(Text shown):
START

Welcome to Mere Rhetoric, the podcast for beginners and insiders about the ideas, people and movements who have shaped rhetorical history.

Dec 11, 2015

Paulo Freire 

Welcome to Mere Rhetoric, the podcast for beginners and insiders about the ideas, people and movements who have shaped rhetorical history. I’m Mary Hedengren, we have Samantha and Morgan in the booth and today we get to talk about one of the most influencial figures in the so-called “social turn” of composition.

 

 

Paulo Freire was born into a middle-class family, but the Depression hit them hard, and soon he was familiar enough with the very worst of poverty. He noted, later in life, that his poverty, his hunger impacted the way that he learned: "I didn't understand anything because of my hunger. I wasn't dumb. It wasn't lack of interest. My social condition didn't allow me to have an education. Experience showed me once again the relationship between social class and knowledge" (Freire as quoted in Stevens, 2002). Eventually, things got better: the Freire’s got money, got food and young Paulo got a good education, eventually becoming a state director of the department of education. In this position, though, he didn’t forget the lessons of his hungry childhood—the relationship between education and poverty haunted him. His political work taught hundreds of people to read and became the basis of one of Brasil’s successful education programs.

 

But it wasn’t all sunshine and lollipops for Freire—nope, the governemental tides shifted and Freire was exiled, living in Boliva and Chile. And if the examples of Cicero, Ovid and Machiavelli have taught us anything, it’s that there’s nothing like a sudden collapse of political position and forced vacation to inspire great minds to produce great works. So Freire, the ultimate doer, mover and shaker became a writer and thinker. He wrote Education as a Practice of Freedom and then his most famous work Pedagogy of the Oppressed, published in 1968. The book is dedicated to “the oppressed, and to those who suffer with them and fight at their side.” Strong stuff.

 

 

The book itself is strongly influenced by Marx—of course— as well as Hegel, Gramsci and Sartre. The key idea, according to Richard Schaull, is that “Man’s ontological vocation […] is to be a Subject who acts upon and transforms his world” (Shaull, Forward 32).

 

This would be a good time to describe Freire’s definition of “subject.” By this, he doesn’t mean like “subject to the king” but rather “subject of the sentence,” the thing that is making the action, not being acted on. Only human beings “exist”—are deeply involved in becoming (98), and it’s the goal of the educator to maintain that dignity.

 

Another key term from Pedagogy of the Oppressed is “praxis” which Freire here defines as an application through action: the action, reflection and the word. “Reflection,” says Freire, “is essential to action” (53).

END

(Goal a):
List every thinker that the podcast text on Paulo Freire says strongly influenced Pedagogy of the Oppressed.
The podcast text on Paulo Freire has no connection to the rows.

(Provided data):
START

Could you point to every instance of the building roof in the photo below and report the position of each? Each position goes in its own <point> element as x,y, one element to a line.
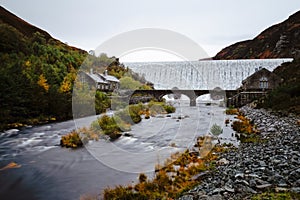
<point>97,78</point>
<point>262,70</point>
<point>108,77</point>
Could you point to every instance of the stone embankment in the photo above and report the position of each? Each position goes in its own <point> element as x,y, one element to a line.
<point>271,164</point>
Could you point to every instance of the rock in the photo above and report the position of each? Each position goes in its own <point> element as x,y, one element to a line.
<point>239,175</point>
<point>264,186</point>
<point>187,197</point>
<point>126,134</point>
<point>295,189</point>
<point>223,161</point>
<point>280,189</point>
<point>229,189</point>
<point>218,190</point>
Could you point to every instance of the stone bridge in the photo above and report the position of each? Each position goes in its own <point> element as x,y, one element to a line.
<point>192,94</point>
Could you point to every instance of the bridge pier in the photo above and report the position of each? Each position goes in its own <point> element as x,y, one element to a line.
<point>192,101</point>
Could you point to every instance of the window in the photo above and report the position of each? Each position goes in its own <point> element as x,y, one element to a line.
<point>263,83</point>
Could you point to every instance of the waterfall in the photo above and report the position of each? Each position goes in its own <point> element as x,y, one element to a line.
<point>202,75</point>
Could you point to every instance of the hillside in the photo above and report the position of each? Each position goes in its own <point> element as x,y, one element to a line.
<point>278,41</point>
<point>36,73</point>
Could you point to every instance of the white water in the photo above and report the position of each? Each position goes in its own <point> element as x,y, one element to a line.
<point>226,74</point>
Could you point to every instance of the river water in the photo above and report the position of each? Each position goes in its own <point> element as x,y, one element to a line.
<point>47,171</point>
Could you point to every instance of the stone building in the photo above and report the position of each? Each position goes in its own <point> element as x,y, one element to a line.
<point>262,79</point>
<point>254,87</point>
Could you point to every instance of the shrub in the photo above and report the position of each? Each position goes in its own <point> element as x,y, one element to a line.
<point>232,111</point>
<point>169,108</point>
<point>71,140</point>
<point>109,127</point>
<point>216,129</point>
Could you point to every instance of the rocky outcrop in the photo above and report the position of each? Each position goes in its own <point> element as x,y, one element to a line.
<point>273,163</point>
<point>278,41</point>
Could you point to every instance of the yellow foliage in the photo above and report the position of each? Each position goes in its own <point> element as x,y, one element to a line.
<point>43,82</point>
<point>65,86</point>
<point>27,63</point>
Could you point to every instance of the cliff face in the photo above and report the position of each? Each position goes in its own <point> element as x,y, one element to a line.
<point>279,41</point>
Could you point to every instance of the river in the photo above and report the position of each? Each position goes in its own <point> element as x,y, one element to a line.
<point>47,171</point>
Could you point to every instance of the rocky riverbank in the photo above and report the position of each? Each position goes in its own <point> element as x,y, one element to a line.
<point>272,164</point>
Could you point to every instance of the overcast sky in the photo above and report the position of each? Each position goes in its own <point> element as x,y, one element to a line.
<point>213,24</point>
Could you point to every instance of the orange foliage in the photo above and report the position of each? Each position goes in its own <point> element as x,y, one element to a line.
<point>43,82</point>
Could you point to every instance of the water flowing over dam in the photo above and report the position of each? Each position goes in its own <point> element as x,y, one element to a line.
<point>202,75</point>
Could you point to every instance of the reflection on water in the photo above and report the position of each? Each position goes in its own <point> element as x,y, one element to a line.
<point>50,172</point>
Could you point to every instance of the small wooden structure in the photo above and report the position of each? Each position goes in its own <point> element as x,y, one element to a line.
<point>262,79</point>
<point>254,87</point>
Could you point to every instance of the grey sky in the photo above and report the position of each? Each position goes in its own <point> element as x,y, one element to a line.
<point>213,24</point>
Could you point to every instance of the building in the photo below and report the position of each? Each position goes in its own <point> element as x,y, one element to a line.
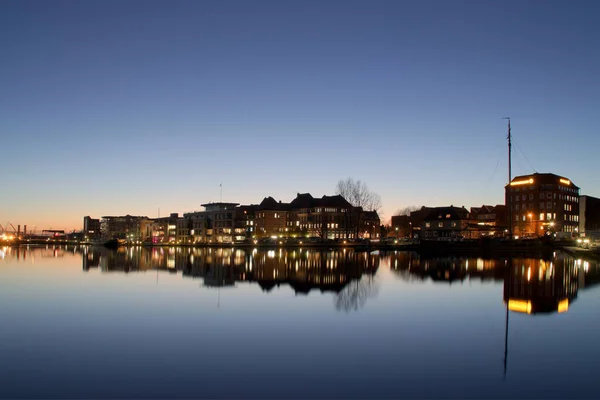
<point>91,227</point>
<point>589,216</point>
<point>487,220</point>
<point>328,217</point>
<point>401,226</point>
<point>216,224</point>
<point>370,227</point>
<point>165,229</point>
<point>445,222</point>
<point>128,227</point>
<point>542,204</point>
<point>271,218</point>
<point>416,220</point>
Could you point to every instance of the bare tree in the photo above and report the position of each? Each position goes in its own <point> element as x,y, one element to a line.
<point>355,295</point>
<point>358,194</point>
<point>406,210</point>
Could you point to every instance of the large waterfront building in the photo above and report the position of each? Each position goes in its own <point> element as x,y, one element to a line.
<point>589,216</point>
<point>91,227</point>
<point>445,222</point>
<point>128,227</point>
<point>542,204</point>
<point>216,224</point>
<point>271,218</point>
<point>328,217</point>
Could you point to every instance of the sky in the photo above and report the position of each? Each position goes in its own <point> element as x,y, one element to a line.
<point>148,107</point>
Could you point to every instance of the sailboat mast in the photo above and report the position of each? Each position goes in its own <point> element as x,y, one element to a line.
<point>509,180</point>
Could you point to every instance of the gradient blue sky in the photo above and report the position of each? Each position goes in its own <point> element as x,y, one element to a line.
<point>116,107</point>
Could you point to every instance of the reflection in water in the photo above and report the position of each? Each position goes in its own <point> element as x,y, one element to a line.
<point>541,286</point>
<point>340,272</point>
<point>531,285</point>
<point>72,331</point>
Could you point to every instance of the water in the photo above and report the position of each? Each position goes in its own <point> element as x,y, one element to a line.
<point>180,322</point>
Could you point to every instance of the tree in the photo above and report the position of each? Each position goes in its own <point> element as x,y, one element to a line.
<point>358,194</point>
<point>406,210</point>
<point>355,295</point>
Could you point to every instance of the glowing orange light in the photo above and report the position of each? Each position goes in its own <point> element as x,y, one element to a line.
<point>519,306</point>
<point>563,306</point>
<point>523,182</point>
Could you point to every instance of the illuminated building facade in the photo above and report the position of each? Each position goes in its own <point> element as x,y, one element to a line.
<point>401,227</point>
<point>543,204</point>
<point>445,222</point>
<point>216,224</point>
<point>589,216</point>
<point>328,217</point>
<point>487,220</point>
<point>271,218</point>
<point>127,227</point>
<point>540,286</point>
<point>165,229</point>
<point>91,227</point>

END

(Goal b):
Begin at the row that has "Could you point to every instance of the glowing" and stop after the last of the rows. Write those lines out again, swapping "illuminated" for "lit" and leaving everything else unchanged.

(Task solution a):
Marx, Hegel, Gramsci, Sartre

(Task solution b):
Could you point to every instance of the glowing orange light in the photo above and report the position of each? Each position goes in its own <point> element as x,y, one element to a line.
<point>519,306</point>
<point>563,306</point>
<point>523,182</point>
Could you point to every instance of the lit building facade in the photo above and report the position of each? Each position goes in its own <point> element as x,y, one element to a line.
<point>401,227</point>
<point>543,204</point>
<point>445,222</point>
<point>216,224</point>
<point>589,216</point>
<point>328,217</point>
<point>487,220</point>
<point>271,218</point>
<point>127,227</point>
<point>540,286</point>
<point>165,229</point>
<point>91,227</point>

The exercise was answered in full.